» **Set task**: Retype all of the data below exactly as it appears, leaving out the pictures.

» **Entries**:
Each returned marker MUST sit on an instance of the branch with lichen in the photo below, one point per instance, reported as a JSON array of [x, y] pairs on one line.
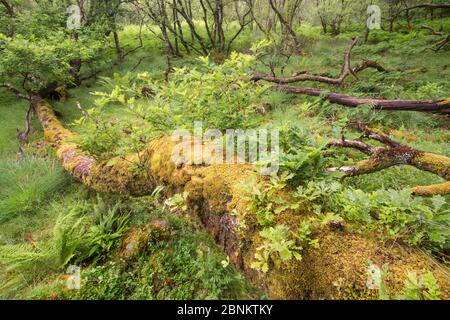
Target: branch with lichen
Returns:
[[305, 76], [392, 154]]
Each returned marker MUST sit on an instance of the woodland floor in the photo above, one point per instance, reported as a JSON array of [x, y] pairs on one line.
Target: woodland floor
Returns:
[[168, 270]]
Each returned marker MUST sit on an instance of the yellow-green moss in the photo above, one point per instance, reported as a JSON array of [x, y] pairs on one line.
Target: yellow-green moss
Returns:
[[337, 270]]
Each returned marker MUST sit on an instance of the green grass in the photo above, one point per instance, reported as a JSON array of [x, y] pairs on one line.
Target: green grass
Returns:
[[27, 183], [35, 192]]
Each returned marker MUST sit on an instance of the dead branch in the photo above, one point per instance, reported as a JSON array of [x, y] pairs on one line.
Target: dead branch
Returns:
[[393, 154], [14, 90], [435, 106], [345, 71]]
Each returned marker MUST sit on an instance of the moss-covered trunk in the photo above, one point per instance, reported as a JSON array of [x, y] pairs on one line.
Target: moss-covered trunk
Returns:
[[337, 270]]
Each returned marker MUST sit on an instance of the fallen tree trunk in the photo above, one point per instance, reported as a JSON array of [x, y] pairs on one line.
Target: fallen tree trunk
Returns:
[[338, 270], [394, 154], [305, 76], [435, 106]]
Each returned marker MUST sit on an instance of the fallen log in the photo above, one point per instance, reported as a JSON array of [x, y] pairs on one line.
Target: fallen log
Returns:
[[305, 76], [435, 106], [394, 154], [337, 270]]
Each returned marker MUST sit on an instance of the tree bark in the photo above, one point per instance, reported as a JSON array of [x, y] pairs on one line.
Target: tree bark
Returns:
[[394, 154], [434, 106], [215, 192], [345, 71]]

» **Complete response**:
Each returned marker MUST sit on an instance of the branch with lichen in the photo below, one point per instance, reported as a JSON array of [x, y] pairs on one line.
Target: branch with lichen
Returns:
[[305, 76], [392, 154]]
Each returned marker MUST sit on an instance of the woodland floor in the photo above, one point per instance, reported as a JSON array of [x, y] pairs on one line.
Target: woodland floor
Returns:
[[168, 270]]
Each returned marker MUST sit on an instance of the yellow-green moss in the photo above, one point per instance, reported as a JSON array of [x, y] pairs on one line.
Target: yellow-green moss
Returns:
[[337, 270]]
Each returned marker MUST sit on an instance of the green grass in the photo above, one point per instance, reported as a JSON array of [x, y] pairs on one line.
Target: green grass
Returns:
[[27, 183], [35, 192]]
Each returned marker MUST sit on an instance of the dead branch in the photo above, one point per instance, reported as a JSON array of [x, y] pairs on one line.
Target: dead branch
Returns:
[[393, 154], [14, 90], [435, 106], [345, 71]]
Each returned marker MUST sit on an instance of the moss-covered trunk in the photo above, one point per instance, reported as a JSON array of [x, y] pairs on one line.
Target: moss-covered trunk
Returns:
[[337, 270]]
Each returned marker MUST sit on an instance of the fallen tree trunk in the photo above, one point per instance, reported as a JSON array of [x, y] pairs on one line.
Target: fallen tree trunk
Returns:
[[338, 270], [394, 154], [305, 76], [435, 106]]
Each returned marker MUST sit on an instance of the fallen log in the photo above, one point per instance, reported as a JSON array of [x, y] pairs on one line.
Target: fallen log
Returns:
[[305, 76], [435, 106], [394, 154], [337, 270]]
Each returned marker MUST sit on an instance of the tree bark in the photo above, one point per instance, reported as a JSON array of [x, y] pairs on one line.
Target: tree bark
Returns:
[[394, 154], [434, 106], [215, 192], [345, 71]]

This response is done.